* [DIRECTIONS FOR THIS TASK]
Return each line from the listing below that contains the string "child", copied in full. Match case exactly.

= = = = =

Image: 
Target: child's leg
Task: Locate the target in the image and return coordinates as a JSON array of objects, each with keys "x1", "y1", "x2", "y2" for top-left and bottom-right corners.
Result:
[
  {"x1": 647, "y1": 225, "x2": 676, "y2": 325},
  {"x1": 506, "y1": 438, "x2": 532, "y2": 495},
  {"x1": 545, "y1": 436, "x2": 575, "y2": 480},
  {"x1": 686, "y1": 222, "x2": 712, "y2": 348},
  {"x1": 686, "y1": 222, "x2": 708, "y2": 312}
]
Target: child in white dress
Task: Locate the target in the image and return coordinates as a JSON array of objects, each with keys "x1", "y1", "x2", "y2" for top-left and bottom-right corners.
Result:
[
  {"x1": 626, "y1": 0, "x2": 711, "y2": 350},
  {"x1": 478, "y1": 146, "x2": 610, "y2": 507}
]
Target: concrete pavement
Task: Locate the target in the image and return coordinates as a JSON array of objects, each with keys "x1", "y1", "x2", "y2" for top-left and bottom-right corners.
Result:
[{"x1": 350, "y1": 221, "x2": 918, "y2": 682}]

= = = = =

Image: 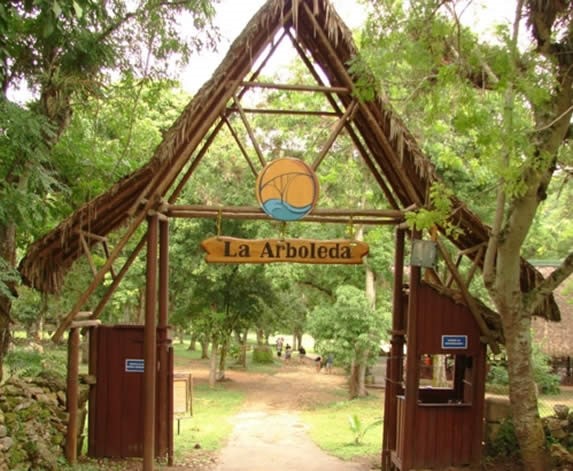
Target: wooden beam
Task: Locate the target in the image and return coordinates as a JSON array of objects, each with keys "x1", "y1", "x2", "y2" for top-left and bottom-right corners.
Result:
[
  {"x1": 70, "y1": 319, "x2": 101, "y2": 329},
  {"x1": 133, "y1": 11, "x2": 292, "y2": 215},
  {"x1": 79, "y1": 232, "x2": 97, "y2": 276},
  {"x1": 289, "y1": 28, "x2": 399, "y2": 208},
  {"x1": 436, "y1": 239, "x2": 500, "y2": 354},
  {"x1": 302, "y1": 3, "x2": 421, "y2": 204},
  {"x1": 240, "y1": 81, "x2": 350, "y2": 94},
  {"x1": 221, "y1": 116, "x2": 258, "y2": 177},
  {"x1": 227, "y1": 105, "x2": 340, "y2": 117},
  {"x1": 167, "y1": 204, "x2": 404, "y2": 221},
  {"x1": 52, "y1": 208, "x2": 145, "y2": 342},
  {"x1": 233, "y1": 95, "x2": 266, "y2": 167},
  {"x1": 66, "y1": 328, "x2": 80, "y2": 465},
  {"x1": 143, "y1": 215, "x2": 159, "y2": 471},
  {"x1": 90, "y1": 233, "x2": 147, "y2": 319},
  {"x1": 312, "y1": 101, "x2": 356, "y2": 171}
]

= = = = =

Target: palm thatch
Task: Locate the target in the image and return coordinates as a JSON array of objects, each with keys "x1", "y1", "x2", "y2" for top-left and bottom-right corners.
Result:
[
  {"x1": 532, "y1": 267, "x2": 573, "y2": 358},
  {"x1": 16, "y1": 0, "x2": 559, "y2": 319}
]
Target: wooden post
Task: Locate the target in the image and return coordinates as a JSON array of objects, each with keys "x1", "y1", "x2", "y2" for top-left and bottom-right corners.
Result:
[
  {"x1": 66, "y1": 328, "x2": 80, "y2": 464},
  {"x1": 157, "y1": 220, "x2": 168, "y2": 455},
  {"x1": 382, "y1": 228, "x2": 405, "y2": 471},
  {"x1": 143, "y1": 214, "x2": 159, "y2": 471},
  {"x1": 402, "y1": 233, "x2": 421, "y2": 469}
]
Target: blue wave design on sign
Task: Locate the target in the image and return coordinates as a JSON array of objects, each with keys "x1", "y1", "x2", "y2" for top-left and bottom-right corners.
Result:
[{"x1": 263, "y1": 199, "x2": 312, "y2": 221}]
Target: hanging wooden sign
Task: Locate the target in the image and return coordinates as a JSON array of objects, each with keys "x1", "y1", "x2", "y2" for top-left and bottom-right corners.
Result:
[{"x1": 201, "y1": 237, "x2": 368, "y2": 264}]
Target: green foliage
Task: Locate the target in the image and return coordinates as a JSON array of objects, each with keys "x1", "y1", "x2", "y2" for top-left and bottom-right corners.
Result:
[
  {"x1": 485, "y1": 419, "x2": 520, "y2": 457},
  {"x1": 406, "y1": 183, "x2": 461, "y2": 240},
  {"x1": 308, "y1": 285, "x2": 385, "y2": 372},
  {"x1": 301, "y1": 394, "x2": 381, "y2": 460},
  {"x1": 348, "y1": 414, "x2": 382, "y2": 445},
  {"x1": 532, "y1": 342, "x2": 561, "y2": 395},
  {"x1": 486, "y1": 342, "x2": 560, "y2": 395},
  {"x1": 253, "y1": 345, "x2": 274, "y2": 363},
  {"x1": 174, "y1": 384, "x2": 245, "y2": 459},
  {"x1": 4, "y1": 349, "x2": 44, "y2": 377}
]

= = = = =

* [THE COMPLETED TASK]
Target: child's leg
Target: child in white dress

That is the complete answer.